DOCUMENT SECTION:
++++

The orchestra continued in those uncertain years leading up to the war and it appears that Henry Lyell-Taylor (1872-1967) replaced Verbrugghen as conductor for a short time prior to 1914. Taylor was a Queen’s Hall violinist who also conducted at Buxton. He became Director of Music at Brighton in 1914 and conductor of the Durban Municipal Orchestra, South Africa in 1924. The Durban orchestra had 30 players, all recruited from England. Three years later Taylor was appointed Music Director for African Consolidated Theatres Ltd. in Johannesburg, remaining there for most of his professional life.
 
From April to September entertainment in Colwyn Bay seems to have been a thriving business as apart from the orchestral concerts there were numerous other events one could attend. Squire Day & Company offered a novelty repertoire programme every afternoon in the pavilion from 3.00 to 4.45 and again in the Public Hall four nights a week including Saturdays. The company comprised male and female singers, comedians, pianists, banjoist, dancer and whistler. Throughout the day one could find small concert parties and entertainers on the promenade too. In the years leading up to the First World War, Catlin’s Pierrots and Harry Reynolds’ Minstrels were regular attractions.
 
Between 1914 and 1918 music on the pier gave way to pantomimes, music hall and events of a light-hearted nature in order to entertain the wounded troops billeted in the town. In 1917 the Bijou Theatre was built at the opposite end of the pier to the pavilion and it was there that entertainment of a lighter type continued when peace was resumed and the pavilion returned to performances of a high artistic standard which had been enjoyed prior to the outbreak of war.
 
However, one disastrous night in 1922 the pavilion was destroyed by fire and after having purchased the pier, Colwyn Bay Urban District Council undertook all structural restoration and built a new pavilion which opened in July 1923, the total cost of restoration being £45,000.

++++

[Location identification items]
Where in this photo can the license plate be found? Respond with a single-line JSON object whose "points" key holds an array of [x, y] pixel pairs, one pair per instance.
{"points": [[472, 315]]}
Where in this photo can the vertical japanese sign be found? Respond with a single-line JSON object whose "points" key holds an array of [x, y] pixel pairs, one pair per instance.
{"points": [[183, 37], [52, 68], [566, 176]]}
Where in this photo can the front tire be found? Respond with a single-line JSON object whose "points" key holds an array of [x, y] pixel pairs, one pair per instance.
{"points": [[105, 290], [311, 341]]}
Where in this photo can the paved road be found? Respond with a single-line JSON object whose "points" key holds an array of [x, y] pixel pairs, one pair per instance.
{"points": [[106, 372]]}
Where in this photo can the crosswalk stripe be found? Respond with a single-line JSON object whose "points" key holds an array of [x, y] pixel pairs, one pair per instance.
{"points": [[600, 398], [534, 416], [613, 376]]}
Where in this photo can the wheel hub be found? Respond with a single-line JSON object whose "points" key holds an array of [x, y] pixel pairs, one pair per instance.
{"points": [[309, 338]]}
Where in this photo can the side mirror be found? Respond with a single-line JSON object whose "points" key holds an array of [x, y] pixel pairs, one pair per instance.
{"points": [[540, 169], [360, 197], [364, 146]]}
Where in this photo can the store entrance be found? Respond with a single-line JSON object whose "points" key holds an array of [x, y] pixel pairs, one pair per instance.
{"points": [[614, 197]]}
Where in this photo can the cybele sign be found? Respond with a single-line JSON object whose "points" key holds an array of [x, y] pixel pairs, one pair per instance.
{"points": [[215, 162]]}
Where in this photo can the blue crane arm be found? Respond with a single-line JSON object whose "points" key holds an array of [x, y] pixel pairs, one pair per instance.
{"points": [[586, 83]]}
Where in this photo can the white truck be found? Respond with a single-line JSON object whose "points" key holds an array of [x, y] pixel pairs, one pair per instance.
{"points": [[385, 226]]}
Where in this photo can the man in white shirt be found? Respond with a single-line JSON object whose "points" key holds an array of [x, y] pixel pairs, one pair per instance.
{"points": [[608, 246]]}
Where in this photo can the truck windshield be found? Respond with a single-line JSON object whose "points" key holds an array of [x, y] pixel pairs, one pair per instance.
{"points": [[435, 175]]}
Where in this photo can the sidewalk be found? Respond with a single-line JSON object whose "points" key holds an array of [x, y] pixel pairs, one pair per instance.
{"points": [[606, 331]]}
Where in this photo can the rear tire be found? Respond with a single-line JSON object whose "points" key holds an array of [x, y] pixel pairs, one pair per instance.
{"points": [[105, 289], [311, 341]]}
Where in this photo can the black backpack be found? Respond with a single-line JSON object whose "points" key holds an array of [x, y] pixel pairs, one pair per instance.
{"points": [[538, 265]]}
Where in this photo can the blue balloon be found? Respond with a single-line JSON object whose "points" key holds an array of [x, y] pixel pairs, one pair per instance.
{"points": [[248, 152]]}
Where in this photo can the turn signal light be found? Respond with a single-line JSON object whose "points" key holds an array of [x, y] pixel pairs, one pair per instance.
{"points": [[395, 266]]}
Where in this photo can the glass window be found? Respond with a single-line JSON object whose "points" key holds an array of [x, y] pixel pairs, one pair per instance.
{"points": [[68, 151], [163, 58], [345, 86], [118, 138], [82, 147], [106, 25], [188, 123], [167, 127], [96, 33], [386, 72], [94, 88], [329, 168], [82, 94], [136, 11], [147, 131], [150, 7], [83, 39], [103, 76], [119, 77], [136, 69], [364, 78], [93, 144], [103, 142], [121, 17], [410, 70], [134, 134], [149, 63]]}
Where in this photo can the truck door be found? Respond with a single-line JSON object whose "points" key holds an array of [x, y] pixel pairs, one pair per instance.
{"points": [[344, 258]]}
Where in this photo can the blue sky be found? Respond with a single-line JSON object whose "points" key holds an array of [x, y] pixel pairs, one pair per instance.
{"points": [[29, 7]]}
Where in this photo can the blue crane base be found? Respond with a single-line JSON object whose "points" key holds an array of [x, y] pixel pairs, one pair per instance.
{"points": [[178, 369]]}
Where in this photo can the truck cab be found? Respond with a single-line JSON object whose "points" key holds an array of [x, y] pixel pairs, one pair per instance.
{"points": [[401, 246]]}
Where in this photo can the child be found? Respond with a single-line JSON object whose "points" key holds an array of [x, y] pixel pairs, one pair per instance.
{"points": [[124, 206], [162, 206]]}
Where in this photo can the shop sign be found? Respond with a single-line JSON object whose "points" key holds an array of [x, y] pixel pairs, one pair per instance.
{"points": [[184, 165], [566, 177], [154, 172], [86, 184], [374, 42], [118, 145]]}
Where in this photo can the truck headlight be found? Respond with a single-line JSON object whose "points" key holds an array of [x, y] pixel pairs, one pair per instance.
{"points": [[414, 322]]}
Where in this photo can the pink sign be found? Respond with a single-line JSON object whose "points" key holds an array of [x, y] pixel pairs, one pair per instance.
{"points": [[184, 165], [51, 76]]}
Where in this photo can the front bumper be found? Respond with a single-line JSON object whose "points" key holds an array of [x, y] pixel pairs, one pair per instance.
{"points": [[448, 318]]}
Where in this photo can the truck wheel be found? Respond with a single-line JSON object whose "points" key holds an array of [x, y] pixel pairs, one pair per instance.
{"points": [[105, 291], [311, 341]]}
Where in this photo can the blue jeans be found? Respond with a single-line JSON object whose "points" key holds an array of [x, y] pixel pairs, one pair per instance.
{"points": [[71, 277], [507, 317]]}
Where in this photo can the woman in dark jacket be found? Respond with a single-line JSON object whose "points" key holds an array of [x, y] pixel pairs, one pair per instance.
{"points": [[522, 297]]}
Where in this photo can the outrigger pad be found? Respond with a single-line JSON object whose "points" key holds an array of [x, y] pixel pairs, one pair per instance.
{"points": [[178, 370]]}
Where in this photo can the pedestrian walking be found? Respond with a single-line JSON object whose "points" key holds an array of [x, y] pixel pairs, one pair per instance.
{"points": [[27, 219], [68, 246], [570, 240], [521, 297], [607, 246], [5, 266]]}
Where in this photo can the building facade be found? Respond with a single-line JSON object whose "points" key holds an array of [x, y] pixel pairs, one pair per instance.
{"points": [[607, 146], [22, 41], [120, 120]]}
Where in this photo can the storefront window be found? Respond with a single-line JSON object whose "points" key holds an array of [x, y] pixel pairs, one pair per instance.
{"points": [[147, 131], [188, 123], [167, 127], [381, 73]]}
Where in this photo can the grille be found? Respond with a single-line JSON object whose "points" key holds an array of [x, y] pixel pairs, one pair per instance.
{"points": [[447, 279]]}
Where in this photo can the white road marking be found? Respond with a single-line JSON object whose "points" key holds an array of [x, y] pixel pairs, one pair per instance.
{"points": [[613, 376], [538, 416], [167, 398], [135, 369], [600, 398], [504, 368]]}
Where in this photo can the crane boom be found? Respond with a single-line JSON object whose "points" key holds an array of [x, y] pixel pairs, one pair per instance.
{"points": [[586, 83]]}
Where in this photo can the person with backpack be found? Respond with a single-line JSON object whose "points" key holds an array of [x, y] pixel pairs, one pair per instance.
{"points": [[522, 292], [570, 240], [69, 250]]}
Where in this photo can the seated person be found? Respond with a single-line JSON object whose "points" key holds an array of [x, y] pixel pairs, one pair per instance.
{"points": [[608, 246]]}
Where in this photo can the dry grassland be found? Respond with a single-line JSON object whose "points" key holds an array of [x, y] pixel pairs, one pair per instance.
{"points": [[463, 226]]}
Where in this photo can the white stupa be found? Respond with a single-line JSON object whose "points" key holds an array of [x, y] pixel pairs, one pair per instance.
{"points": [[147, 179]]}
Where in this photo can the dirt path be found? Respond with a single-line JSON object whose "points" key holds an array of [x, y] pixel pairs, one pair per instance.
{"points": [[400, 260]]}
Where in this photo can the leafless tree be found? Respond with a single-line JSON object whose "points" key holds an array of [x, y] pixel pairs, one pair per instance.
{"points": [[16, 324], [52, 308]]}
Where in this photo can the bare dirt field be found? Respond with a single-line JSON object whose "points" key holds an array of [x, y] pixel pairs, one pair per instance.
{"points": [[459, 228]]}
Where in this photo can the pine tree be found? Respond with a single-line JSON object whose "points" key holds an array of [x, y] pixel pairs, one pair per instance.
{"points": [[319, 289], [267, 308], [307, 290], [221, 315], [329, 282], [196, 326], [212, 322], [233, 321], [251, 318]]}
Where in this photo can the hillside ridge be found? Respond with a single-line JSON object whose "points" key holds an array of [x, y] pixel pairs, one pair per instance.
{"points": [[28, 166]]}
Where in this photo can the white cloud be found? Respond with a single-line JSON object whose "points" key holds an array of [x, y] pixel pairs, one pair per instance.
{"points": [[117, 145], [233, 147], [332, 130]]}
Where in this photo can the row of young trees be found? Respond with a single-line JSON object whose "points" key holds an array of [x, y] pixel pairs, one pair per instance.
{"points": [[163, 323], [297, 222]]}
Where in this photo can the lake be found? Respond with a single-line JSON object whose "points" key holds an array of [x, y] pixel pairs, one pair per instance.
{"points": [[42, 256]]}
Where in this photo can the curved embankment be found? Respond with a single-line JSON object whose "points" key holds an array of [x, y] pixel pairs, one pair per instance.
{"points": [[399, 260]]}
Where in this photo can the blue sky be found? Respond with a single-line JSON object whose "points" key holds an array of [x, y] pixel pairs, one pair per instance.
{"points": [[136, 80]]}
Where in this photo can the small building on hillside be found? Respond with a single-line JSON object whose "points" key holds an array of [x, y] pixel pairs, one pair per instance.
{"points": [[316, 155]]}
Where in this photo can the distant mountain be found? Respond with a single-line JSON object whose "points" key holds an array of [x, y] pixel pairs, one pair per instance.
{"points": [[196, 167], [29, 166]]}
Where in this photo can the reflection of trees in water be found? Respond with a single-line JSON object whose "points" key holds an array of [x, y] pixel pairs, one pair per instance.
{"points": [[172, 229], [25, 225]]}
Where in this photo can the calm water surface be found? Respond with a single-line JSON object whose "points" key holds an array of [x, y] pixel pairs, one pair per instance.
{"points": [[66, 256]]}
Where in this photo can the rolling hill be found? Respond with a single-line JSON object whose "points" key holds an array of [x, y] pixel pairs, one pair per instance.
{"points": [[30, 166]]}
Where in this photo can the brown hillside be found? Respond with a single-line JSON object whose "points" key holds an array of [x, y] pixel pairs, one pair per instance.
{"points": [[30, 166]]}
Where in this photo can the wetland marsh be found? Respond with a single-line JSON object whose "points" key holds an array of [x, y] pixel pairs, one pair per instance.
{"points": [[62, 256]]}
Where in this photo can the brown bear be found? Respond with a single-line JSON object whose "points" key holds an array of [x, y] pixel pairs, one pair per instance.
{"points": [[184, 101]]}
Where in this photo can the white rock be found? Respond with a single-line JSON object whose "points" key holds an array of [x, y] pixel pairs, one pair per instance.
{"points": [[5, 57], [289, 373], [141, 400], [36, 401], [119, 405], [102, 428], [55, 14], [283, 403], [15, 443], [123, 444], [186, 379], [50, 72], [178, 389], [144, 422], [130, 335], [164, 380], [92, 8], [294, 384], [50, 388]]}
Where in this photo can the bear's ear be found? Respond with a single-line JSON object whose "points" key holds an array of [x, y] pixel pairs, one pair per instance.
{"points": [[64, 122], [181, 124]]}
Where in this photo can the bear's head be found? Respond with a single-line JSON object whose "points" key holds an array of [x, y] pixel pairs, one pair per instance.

++++

REQUIRED TASKS:
1/ List every place the Colwyn Bay pier history names in connection with Henry Lyell-Taylor's career.
2/ Carry on the history of the Colwyn Bay pier from the point where it ends.

RESULTS BY TASK:
1/
Queen's Hall
Buxton
Brighton
Durban, South Africa
Johannesburg

2/
 
W. Yates Gregory was appointed entertainments manager and music continued from a municipal orchestra with Thomas H. Morrison as its conductor. He was one of the best known orchestral leaders in the country at that time. He had been leader of the Queen’s Hall Orchestra in London at the age of 20 and subsequently leader of the Covent Garden Opera Orchestra at the invitation of Hans Richter. Prior to his appointment at Colwyn Bay he had been leader of the Buxton Spa Orchestra playing alongside accomplished musicians Leon Goossens (oboe) and Frank Gomez (clarinet) who eventually became conductor of the Whitby Spa Orchestra in the 1930s.
 

Morrison’s other appointments in 1923 included the leadership of the 2ZY Orchestra at Manchester’s first radio station. There were twelve players in all - mainly Hallé members, but staying in Manchester, Morrison later became conductor of the newly formed BBC Northern Orchestra (35 players) in 1934.
 
Morrison established himself and his ten piece municipal orchestra at Colwyn Bay’s new pavilion providing music for a wide audience and special Sunday concerts were arranged which usually included a singer. It seems that every effort was being made to provide music and artists of a high standard. A celebrity concert on Sunday, 17 August 1924 for example, included performances from Joseph Hislop (1884-1977), the Scottish born tenor, who was one of the finest of his era. He was the first British tenor to sing a leading role at La Scala, Milan and a critic in Musical Opinion proposed him as the natural successor to Caruso. Hislop sang nearly thirty different operatic roles and counted Jussi Björling and Birgit Nilsson among his pupils, but in 1937, after singing in a run of 380 performances of Edward German’s Merrie England, he retired from the stage with a badly damaged voice.
 
Although singers appeared most often as soloists at the pavilion, there was still the odd instrumental performance. Algernon Lacey gave a piccolo solo, L’Oiseau Blue at W. Yates Gregory’s Annual Benefit Concert on 18 September 1930 with the Colwyn Bay Municipal Orchestra under the direction of its new conductor, Fred Stock.
 
A new departure the following year brought a performance of Handel’s oratorio Judas Maccabaeus, for which the municipal orchestra was enlarged. It is interesting to note that local players, W. M. Tipping (flute) from Llandudno and W. E. Beaverstock (flute) from Penmaenmawr, were drafted in for this purpose. However, the orchestra at this time had no more than about ten players and programmes were usually light.
 
In 1932, after only a relatively short life, the second pavilion burnt down and later that year, the Bijou Theatre suffered the same fate. The causes of the fires were never established and once again, the council found itself financing the building of a third pavilion which opened on 18 May 1933.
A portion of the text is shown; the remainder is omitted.